WHAT YOU ARE ASKED TO DO — Pick up the post below on responding to violence in Anchorage and keep writing from the point where it stops.

Friday, September 15, 2017

Responding to violence with Sermon on the Mount Weapons.


"Resist evil by using the weapons provided by the Sermon on the Mount."

Yesterday, as I stood observing the intense energy of a room full of teens blowing off steam from school, it was hard to not draw the contrast to the empty room of five weeks ago. On that Thursday I had biked to work at Parachutes Teen Club and Resource Center (a drop-in Center for teens 13-18 years old). As I turned off the Campbell Creek bike trail and headed south on Lake Otis Parkway I was stopped by an Anchorage Police Department officer. The patrolman informed me that I didn't want to go that way because someone was shooting in the area. I quickly circumvented the danger zone to get to Parachutes (1), made a few phone calls, posted on Facebook and cancelled drop-in for the day so our youth would not be drawn into a dangerous situation.

That standoff, on August 10, closed a major street in Anchorage, brought a neighborhood to a crawl, and was the first of four times APD used the SWAT team in the week that followed. In the following weeks the newspaper reported on stabbings, violence at the cities homeless shelter and soup kitchen, and a man that was caged and tortured. A week later, the paper carried a story of a drive-by shooting - "Man injured in East Anchorage drive-by shooting" (2) - and another headline that declares, "With full leadership team in place, APD pledges focus on violence and drug crimes." (3) This is all happening with the backdrop of the record setting year of 2016 were 34 homicides occurred.

This week a headline of the newspaper read: "3 men killed in shooting at business as Anchorage homicides continue at record pace." (4) Reading further in the article one learns that the city has had 28 homicides so far in 2017 which puts the city above the pace from last year by three.

Many in the city have sought to lay the blame at the feet of gangs. For example, one ministry leader who stated in a meeting I attended last year that the entire increase in violence was gang related. Others have sought to define the violence as the sole possession of certain part(s) of town. A quick perusal of the facts (5) will clearly show that Anchorage is loaded with violence and that it can not be simply linked to one cause or area of town. Others have called for an increase in policing (full disclosure my wife works for APD). However, the blaming (or even scapegoating) and calls for increased policing are not the responses I have been thinking about lately.

The hand wringing, blaming, and calls for increased policing are the responses of many in the city - including the mayor it seems. (6) However, those responses are simple (even easy) reactions that fail to take any personal responsibility for our city or action to stem the tide of violence. Those words and attitudes are designed to remove ones self from the violence and lay it at the feet of others. In contrast to those responses, haven't seen the church community together (with a few small noted exceptions) to respond to the violence in the city. I have been wondering, How can I begin to address the violence in my city? How can the Church?

Some who read this will see no need for their own personal response to the violence because it does not directly effect them. But for me the violence in the city is personal. Not just because the murders in the city have effected those I know, but also because I believe the city is a mirror. Ron Ruthruff, in his book "Closer to the Edge: Walking with Jesus for the World's Sake" (2015) highlights John Rennie Short’s statement:

"They (cities) are a mirror of our societies, a part of our economy, an element of our environments. But above all else they are a measure of our ability to live with each other. When we examine our cities, we examine ourselves."

SOURCE EXCERPT —
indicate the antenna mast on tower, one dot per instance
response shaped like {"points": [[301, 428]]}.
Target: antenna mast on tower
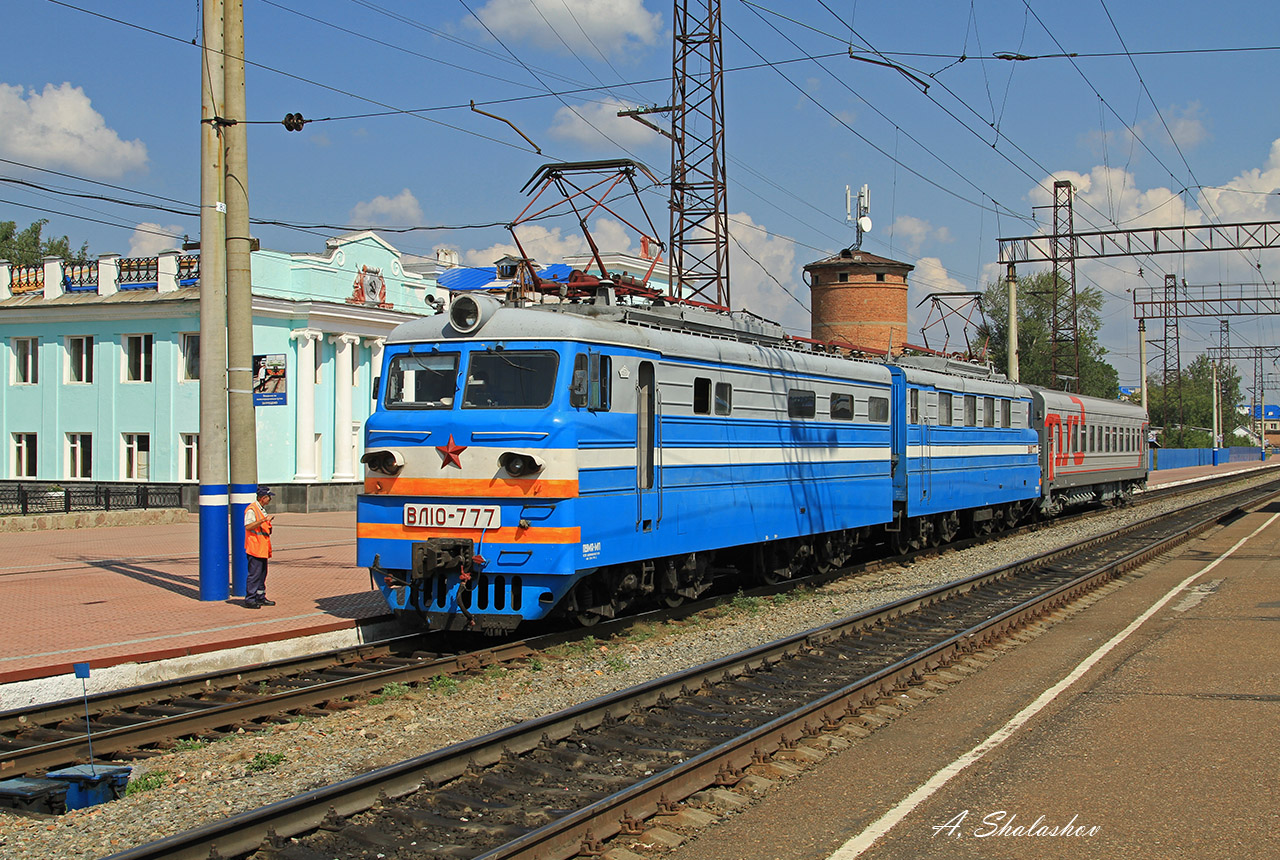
{"points": [[699, 213]]}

TASK RESPONSE —
Ruthruff explains that the mirror the city provides gives us a reflected vision of the best and worst of ourselves and, in turn, the best and worst of our city and the world. So if my city is experiencing increased violence it is showing me something about myself and my role in the city - even if it is something I don't want to see.

Others, I am well aware, will immediately react that this is not a matter for the church to get involved in. The impulse to separate church and state runs deep in our culture. Added to that is a historical divide between those the see the role of the church on social issues as either something to be embraced fully or avoided completely. However, one only need to look at the activism by Christians on both sides of the LGBTQ rights issue in Anchorage to see that clearly the church can, and does on select matters, become involved in public issues. It seems to me that the issue of violence would be an issue that the followers of the Prince of Peace would be quick to stand against.

As I have thought about this issue and how I, and my community - the Christian community - has, or has not, responded a quote from Stanley Hauerwas keeps coming to mind. Writing about the Sermon on the Mount, and how it was viewed by Dietrich Bonhoeffer and John Howard Yoder, Hauerwas writes,

Bonhoeffer and Yoder were pacifists, but…this description is inadequate. ‘Pacifism’ suggests a position that can be abstracted from what it means to be a disciple of Jesus. Bonhoeffer and Yoder understand nonresistance to be the refusal to respond to evil in kind, but to resist evil by using the weapons provided by the Sermon on the Mount."
(Stanley Hauerwas - Sermon on the Mount through the Centuries, p. 221).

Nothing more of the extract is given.